╭──

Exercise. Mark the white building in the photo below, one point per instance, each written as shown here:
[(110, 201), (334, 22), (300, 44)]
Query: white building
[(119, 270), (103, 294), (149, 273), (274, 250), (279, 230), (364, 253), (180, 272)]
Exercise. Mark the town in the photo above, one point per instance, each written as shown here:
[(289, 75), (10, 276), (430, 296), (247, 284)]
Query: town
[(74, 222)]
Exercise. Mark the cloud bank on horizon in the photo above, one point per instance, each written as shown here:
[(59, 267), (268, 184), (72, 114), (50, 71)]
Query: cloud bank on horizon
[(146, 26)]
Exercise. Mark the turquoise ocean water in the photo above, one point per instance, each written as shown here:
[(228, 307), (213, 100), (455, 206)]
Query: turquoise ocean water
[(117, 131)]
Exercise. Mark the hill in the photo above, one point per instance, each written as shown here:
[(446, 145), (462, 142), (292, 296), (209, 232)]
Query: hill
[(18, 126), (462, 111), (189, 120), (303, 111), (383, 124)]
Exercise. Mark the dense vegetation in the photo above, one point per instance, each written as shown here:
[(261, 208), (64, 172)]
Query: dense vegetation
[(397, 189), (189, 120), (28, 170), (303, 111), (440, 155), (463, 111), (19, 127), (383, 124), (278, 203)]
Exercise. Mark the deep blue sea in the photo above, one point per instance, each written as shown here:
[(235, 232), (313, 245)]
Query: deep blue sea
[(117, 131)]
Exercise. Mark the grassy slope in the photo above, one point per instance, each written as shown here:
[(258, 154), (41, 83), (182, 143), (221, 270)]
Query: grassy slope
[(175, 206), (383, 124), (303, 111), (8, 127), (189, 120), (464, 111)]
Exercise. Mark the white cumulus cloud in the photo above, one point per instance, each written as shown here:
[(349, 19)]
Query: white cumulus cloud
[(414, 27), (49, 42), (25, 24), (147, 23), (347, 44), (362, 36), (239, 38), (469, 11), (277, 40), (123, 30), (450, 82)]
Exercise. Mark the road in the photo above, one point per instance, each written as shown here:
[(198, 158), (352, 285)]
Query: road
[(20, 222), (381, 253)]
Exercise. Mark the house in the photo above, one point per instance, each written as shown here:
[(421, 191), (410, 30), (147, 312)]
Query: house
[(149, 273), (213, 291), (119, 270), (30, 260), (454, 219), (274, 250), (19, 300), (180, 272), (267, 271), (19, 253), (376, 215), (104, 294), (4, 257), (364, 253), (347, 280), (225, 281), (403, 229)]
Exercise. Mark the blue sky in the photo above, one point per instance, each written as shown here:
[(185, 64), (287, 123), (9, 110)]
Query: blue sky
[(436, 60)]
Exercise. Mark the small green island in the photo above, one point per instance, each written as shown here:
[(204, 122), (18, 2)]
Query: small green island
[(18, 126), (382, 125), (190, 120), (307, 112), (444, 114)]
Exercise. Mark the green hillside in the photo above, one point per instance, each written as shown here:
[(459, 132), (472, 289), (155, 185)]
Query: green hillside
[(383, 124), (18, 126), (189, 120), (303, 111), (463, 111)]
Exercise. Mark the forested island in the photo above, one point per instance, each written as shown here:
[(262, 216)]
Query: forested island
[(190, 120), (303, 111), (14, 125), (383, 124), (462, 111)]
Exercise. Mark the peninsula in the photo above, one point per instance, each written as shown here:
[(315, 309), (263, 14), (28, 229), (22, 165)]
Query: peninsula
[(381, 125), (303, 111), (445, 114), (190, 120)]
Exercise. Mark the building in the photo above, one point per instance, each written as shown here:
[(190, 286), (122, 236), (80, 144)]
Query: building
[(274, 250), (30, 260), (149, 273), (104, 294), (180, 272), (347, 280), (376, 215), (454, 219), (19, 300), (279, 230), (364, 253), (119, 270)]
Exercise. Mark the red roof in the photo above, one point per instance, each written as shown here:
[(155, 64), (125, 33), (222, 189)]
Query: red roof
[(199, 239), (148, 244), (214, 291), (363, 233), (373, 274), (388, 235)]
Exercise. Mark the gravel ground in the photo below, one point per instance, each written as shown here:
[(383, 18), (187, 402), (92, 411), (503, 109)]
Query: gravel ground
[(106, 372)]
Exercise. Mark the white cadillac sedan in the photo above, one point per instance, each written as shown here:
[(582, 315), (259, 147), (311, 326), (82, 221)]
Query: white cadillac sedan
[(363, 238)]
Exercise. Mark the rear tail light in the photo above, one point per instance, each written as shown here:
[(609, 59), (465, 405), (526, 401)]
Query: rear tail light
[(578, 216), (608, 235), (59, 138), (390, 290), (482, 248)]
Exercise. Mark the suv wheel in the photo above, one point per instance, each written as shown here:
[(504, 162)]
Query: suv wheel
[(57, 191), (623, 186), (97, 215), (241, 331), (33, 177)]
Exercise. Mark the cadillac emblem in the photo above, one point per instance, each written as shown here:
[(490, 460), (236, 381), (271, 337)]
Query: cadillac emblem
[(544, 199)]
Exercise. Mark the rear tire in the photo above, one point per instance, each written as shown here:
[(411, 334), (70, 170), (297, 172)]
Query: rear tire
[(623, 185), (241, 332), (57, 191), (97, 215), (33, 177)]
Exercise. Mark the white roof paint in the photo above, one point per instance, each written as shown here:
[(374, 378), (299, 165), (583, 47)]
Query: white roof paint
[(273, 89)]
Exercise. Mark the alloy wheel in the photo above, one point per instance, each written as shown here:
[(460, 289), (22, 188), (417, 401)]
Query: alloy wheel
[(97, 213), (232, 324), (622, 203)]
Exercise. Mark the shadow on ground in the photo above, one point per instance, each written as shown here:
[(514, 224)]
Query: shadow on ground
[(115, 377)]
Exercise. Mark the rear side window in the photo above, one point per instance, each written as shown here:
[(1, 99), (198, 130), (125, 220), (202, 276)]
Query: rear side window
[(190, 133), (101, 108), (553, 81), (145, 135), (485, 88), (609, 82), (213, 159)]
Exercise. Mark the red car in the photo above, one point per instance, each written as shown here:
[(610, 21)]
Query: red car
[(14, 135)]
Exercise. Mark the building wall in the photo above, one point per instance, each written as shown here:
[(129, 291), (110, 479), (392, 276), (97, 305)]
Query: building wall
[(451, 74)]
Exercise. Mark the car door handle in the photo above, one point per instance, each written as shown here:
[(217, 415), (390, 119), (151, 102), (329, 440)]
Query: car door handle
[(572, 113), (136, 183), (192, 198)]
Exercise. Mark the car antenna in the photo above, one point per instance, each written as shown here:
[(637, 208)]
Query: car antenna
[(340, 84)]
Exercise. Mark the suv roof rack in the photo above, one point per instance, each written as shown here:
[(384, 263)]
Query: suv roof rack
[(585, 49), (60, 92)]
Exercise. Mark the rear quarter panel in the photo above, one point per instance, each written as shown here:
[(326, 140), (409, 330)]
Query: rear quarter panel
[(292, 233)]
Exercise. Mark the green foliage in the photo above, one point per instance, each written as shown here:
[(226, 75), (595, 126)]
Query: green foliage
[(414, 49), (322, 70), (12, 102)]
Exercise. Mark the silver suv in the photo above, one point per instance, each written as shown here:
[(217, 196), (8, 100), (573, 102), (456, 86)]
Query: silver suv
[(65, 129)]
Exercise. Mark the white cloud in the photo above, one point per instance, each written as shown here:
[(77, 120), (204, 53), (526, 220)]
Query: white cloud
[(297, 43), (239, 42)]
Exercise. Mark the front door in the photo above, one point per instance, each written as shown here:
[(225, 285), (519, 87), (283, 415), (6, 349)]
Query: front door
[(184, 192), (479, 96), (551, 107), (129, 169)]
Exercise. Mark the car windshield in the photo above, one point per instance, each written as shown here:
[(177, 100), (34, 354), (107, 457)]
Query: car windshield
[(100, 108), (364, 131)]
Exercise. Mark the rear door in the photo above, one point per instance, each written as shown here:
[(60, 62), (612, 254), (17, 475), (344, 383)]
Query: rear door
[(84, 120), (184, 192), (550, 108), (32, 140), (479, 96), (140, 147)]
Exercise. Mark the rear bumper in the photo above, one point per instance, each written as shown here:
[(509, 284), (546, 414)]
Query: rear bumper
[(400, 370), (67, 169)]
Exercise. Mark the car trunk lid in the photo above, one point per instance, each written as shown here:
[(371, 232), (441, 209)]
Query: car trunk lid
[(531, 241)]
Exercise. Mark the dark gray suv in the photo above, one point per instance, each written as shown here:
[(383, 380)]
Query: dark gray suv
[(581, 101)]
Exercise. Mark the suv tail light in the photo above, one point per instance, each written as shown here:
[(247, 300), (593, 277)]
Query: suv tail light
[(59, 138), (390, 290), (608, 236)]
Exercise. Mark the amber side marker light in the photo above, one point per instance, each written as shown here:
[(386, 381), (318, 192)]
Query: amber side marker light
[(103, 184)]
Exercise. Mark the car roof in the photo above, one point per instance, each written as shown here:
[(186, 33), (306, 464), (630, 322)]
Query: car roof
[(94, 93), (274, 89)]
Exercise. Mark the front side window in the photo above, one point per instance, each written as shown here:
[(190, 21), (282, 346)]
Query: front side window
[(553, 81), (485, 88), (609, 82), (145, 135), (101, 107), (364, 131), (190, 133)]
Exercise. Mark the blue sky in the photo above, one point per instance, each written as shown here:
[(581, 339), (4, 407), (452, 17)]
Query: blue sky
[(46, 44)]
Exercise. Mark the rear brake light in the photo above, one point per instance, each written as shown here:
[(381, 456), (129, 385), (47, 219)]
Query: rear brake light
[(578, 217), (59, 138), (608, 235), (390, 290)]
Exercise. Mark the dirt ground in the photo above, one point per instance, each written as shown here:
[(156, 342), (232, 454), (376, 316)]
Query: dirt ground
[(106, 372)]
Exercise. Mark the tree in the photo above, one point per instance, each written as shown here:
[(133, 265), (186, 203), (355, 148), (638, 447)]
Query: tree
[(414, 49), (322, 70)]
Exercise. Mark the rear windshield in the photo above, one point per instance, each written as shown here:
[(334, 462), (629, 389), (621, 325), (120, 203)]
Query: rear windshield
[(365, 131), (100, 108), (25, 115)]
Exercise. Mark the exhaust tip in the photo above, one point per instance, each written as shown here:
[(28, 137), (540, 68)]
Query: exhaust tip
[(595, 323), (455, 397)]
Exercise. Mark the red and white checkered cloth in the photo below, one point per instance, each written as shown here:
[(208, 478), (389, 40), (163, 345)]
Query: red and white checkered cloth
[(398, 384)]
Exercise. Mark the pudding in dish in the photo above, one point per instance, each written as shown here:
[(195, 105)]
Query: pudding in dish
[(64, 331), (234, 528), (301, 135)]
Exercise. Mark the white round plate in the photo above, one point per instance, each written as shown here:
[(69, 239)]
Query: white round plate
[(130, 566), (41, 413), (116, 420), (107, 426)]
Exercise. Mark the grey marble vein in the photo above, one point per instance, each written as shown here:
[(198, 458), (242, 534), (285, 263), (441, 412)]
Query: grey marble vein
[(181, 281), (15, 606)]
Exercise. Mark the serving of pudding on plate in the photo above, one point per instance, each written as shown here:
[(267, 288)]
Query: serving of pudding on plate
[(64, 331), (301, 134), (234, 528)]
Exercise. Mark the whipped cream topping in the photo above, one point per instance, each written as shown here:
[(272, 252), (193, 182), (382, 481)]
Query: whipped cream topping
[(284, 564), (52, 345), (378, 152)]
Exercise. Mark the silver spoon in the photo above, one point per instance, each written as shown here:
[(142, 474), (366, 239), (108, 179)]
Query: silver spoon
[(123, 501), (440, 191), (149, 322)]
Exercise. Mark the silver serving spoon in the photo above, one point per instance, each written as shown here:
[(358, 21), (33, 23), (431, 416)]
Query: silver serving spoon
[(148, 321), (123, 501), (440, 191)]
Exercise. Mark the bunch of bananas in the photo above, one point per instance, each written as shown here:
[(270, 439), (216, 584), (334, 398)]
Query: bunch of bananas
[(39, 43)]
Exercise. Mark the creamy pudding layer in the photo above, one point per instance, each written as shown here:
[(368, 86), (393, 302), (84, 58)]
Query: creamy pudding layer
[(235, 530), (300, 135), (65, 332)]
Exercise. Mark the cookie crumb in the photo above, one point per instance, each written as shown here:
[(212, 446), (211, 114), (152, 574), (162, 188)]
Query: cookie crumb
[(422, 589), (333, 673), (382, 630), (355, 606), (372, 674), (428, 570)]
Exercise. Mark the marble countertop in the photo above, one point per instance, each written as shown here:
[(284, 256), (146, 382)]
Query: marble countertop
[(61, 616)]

╰──

Action item: Looking at the data above, return every line from the one with "[(69, 239)]" down to the one with "[(272, 252), (193, 182), (382, 481)]", exactly and inclusively.

Finished task:
[(69, 239)]
Query: white round plate
[(130, 566), (41, 413), (116, 420), (107, 426)]
Exercise. Mark the grey marble vein in the photo above, one point per instance, each written as shown here:
[(198, 458), (242, 534), (285, 263), (441, 412)]
Query: grey marble vein
[(181, 281), (15, 606)]
Exercise. Mark the serving of pudding on plate in the photo above, one point per instance, each written as shown here:
[(267, 288)]
Query: serving of pudding on plate
[(64, 331), (301, 134), (234, 528)]
Exercise. Mark the whipped cream topping in the photo above, one point per instance, each written as shown here:
[(272, 252), (193, 182), (382, 481)]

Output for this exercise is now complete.